-------- Dataset rows --------

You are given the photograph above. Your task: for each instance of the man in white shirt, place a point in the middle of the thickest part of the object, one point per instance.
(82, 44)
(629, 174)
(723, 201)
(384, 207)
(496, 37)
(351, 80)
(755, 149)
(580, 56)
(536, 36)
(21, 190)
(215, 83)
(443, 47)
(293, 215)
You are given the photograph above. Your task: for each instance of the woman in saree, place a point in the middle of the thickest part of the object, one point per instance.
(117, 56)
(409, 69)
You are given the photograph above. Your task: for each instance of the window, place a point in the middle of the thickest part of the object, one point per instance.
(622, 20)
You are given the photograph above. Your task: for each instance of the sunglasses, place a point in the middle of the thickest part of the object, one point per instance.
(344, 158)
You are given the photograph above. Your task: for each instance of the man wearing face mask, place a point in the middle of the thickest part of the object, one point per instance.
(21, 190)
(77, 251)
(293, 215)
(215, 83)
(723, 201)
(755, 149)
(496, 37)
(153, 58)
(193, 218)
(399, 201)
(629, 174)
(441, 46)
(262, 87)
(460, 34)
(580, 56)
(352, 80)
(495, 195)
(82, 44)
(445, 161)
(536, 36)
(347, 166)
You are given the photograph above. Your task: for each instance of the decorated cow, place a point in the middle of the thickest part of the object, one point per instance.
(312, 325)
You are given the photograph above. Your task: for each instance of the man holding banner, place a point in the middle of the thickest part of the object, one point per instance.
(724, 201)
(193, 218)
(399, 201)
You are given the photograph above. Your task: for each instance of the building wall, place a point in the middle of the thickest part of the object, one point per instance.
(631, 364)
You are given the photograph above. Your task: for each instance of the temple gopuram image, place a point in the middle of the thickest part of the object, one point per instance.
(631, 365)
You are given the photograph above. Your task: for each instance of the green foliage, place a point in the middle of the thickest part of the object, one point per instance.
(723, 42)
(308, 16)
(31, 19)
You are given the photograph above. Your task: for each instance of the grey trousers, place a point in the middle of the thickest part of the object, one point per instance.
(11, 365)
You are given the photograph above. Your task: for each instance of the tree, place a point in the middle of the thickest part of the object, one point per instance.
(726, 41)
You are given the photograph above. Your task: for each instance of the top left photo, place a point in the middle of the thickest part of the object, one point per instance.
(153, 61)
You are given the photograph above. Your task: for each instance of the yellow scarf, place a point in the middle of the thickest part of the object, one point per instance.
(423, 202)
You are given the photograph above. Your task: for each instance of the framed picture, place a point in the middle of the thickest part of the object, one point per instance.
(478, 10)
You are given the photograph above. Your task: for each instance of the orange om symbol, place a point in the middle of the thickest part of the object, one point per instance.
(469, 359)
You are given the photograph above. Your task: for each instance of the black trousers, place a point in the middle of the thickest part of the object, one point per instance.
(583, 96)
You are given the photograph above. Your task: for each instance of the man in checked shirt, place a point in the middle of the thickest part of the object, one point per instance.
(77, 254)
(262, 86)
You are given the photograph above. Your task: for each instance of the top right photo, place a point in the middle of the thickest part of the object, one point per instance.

--------

- **Written exercise**:
Repeat, character for character, the lines from the one that holds "of the orange" to the final line of the material, inclusive, and no other lines.

- **Reply to the exercise**:
You are given the photograph above. Your task: for each instance of the orange om symbol, place a point in the middle of the thickest part of the object, one point per instance.
(469, 359)
You are given the photograph above. Your task: for each instance of the black trousers, place a point in the middle of the thickest part of the object, one point per instance.
(583, 96)
You are given the photograph above. Your task: for each instance of the man in checked shirt, place a point in the middle of the thickest part of the object, one point per instance.
(77, 254)
(262, 86)
You are given the photograph above. Your task: for each instance of the top right photo, place a point in the middle of the thickest part of the object, one point per instance.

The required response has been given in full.